■ **Excerpt**
------------------------

Case report of a transfusion-associated hepatitis A infection
Version of Record online: 1 APR 2014
© 2014 AABB
Volume 54, Issue 9, pages 2202–2206, September 2014
How to Cite
Hughes, J. A., Fontaine, M. J., Gonzalez, C. L., Layon, A. G., Goodnough, L. T. and Galel, S. A. (2014), Case report of a transfusion-associated hepatitis A infection. Transfusion, 54: 2202–2206. doi: 10.1111/trf.12648
- Issue online: 11 SEP 2014
- Version of Record online: 1 APR 2014
- Manuscript Accepted: 6 FEB 2014
- Manuscript Revised: 4 FEB 2014
- Manuscript Received: 16 DEC 2013
Documented transfusion-associated hepatitis A (TAHA) is rare, and blood donors in the United States are not routinely screened for this infection. We report a case of TAHA associated with a donation made 8 days after a donor returned from a trip to South America.
Study Design and Methods
This is a review of donor and recipient records and a review of the literature.

------------------------

■ **Dataset**
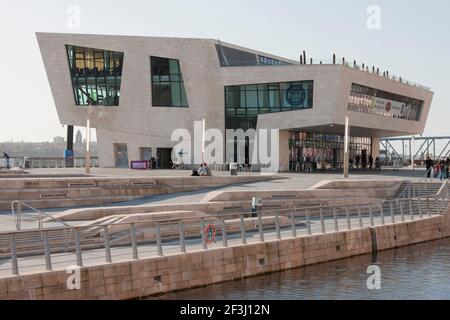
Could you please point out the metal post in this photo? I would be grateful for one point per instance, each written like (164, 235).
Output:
(372, 222)
(261, 227)
(438, 207)
(308, 223)
(294, 227)
(420, 207)
(107, 247)
(349, 223)
(19, 216)
(391, 207)
(158, 239)
(360, 217)
(224, 233)
(411, 212)
(382, 215)
(277, 226)
(134, 242)
(182, 240)
(202, 226)
(243, 236)
(322, 221)
(78, 248)
(14, 262)
(346, 145)
(336, 225)
(48, 257)
(402, 215)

------------------------

■ **Activity 1**
In the case report on transfusion-associated hepatitis A, how many days after returning from South America did the donor make the donation?
■ **Activity 2**
Continue the hepatitis A case report from where it stops.

■ **Final answer 1**
8 days.

■ **Final answer 2**
A donor developed symptoms of hepatitis 20 days after donation (28 days after returning from South America). The donor reported the illness 56 days after donation when contacted to schedule another visit. By this time, the red blood cell and frozen plasma components had been transfused. The recipient of the plasma, a 15-month-old female, tested positive for immunoglobulin M antibody to hepatitis A virus 43 days after transfusion. The recipient had displayed mild, nonspecific symptoms approximately 2 weeks after transfusion. Hospital infection control investigated the potential for further spread within the hospital because the recipient had been an inpatient for most of the posttransfusion period. The risk of transmission to other patients was determined to be negligible because the patient had been in isolation for other reasons. Family members, who included a health care professional, were counseled and offered prophylaxis.
TAHA may be underrecognized. This case was identified only because of a donor report at the time of recruitment. Asymptomatic donor viremia has been documented in plasma donors. Although TAHA rarely results in severe disease, the risk it creates of secondary transmission especially within the hospital setting is not inconsequential.